» Given request
Can you carry on the patent claims for the engine power boost control system, starting right after the last claim given?
──────── Page extract
2. The power boost control system of claim 1, comprising:
a plurality of temperature sensors for sensing a plurality of temperatures associated with the engine or vehicle; and
the control unit disabling engine power boost as a function of a comparison of the sensed temperatures with limit temperatures.
3. The power boost control system of claim 1, comprising:
a temperature sensor for sensing a temperature associated with the engine or vehicle; and
the control unit disabling engine power boost if the sensed temperature exceeds a limit temperature.
4. The power boost control system of claim 3, wherein:
the temperature sensor comprises an engine oil temperature sensor.
5. The power boost control system of claim 3, wherein:
the temperature sensor comprises an intake manifold temperature sensor.
6. The power boost control system of claim 3, wherein:
the temperature sensor comprises an engine coolant temperature sensor.
7. The power boost control system of claim 3, wherein:
the temperature sensor comprises a transmission oil temperature sensor.
8. The power boost control system of claim 3, wherein:
the temperature sensor comprises a hydraulic oil temperature sensor.
9. The power boost control system of claim 1, wherein:
the control unit determines a maximum fuel amount as a function of the sensed gear ratio, and limits an amount of power boost as a function said sensed gear ratio.
────────────────
──────── Given information
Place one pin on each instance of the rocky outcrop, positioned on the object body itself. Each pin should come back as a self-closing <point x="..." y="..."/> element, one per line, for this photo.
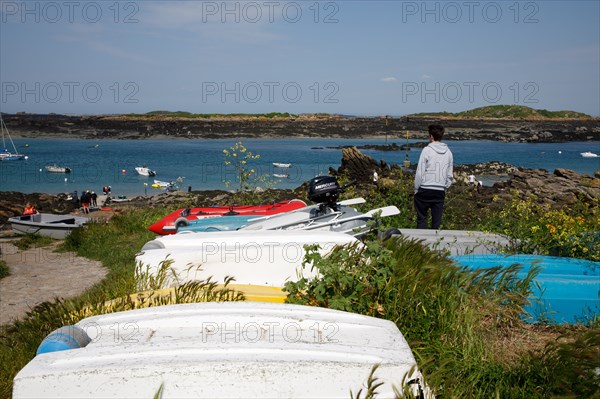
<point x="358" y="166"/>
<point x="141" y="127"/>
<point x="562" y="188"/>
────────────────
» Expected answer
10. The power boost control system of claim 1, comprising:
a vehicle speed sensor for sensing a speed of the vehicle; and
the control unit controlling engine power boost as a function of the gear ratio signal and as a function of the sensed vehicle speed.
11. The power boost control system of claim 1, further comprising:
a vehicle speed sensor for sensing a speed of the vehicle; and
the control unit enables power boost operation when sensed vehicle speed is above a first limit speed, and the control unit disables power boost operation when sensed vehicle speed is below a second limit speed, said first limit speed being higher than said second limit speed.
12. A power boost control system for a utility vehicle having an engine which is governor controlled to run at throttle-selected constant engine speed up to a normal or rated engine speed, the power boost control system comprising:
a vehicle speed sensor for generating a speed signal representing a travel speed of the vehicle; and
a control unit which receives the speed signal, the control unit controlling engine power boost as a function of the speed signal, and automatically enabling engine power boost for a time period when vehicle speed is above a transport speed and disabling engine power boost when vehicle speed is below the transport speed, the control unit boosting engine power by a variable time period, said time period varying as a non-linear function of a magnitude of the engine power boost.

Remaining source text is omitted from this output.